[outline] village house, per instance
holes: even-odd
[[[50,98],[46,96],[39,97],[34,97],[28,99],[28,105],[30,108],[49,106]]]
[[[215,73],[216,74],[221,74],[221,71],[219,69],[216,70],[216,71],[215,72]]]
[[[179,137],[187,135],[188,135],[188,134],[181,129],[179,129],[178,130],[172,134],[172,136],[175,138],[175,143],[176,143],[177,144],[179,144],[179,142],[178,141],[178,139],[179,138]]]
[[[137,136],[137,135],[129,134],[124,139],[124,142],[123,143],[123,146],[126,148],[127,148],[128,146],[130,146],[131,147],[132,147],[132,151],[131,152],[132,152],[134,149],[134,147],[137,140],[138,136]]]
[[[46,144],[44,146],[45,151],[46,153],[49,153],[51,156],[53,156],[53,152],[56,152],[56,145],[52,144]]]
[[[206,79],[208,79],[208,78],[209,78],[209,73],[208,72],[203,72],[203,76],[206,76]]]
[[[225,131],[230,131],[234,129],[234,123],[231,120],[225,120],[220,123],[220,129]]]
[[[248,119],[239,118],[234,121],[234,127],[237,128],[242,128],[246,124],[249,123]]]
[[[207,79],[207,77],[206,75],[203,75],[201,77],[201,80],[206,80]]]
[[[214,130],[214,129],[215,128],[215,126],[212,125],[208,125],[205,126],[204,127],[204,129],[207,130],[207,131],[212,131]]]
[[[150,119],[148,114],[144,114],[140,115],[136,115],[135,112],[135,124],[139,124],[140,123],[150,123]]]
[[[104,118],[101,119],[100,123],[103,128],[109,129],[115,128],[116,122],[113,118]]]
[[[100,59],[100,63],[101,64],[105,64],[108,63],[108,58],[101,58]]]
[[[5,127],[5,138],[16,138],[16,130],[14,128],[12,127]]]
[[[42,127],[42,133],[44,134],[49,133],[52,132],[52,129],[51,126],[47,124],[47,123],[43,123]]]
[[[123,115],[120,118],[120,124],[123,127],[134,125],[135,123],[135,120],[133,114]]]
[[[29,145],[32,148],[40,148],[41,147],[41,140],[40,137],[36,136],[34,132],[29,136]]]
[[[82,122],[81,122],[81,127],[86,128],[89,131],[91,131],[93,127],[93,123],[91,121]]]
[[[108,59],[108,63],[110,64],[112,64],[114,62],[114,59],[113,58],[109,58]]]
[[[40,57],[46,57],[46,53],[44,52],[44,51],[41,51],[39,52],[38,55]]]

----

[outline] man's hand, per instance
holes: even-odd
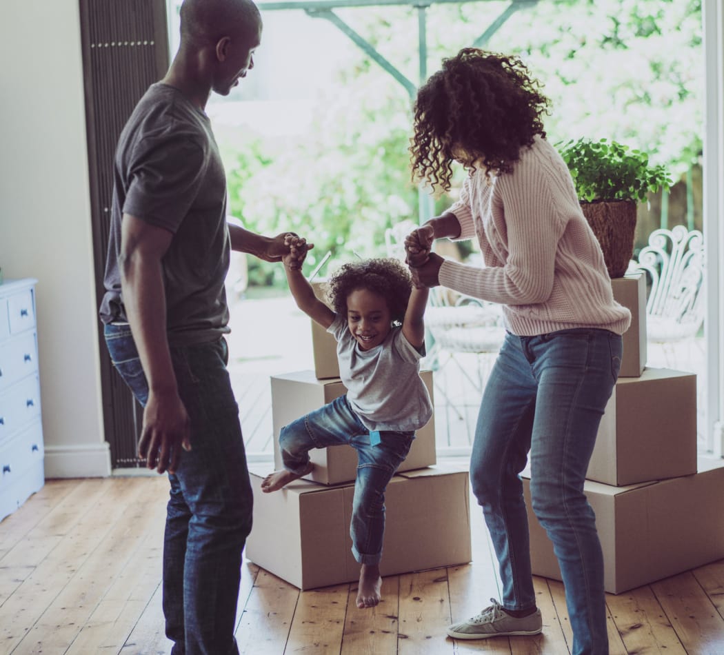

----

#### INSTRUCTIONS FOR THE TASK:
Pull out each line of the material that contains the word "instance", and copy those lines in the order they appear.

#### WRITTEN SOLUTION:
[outline] village house, per instance
[outline] man's hand, per instance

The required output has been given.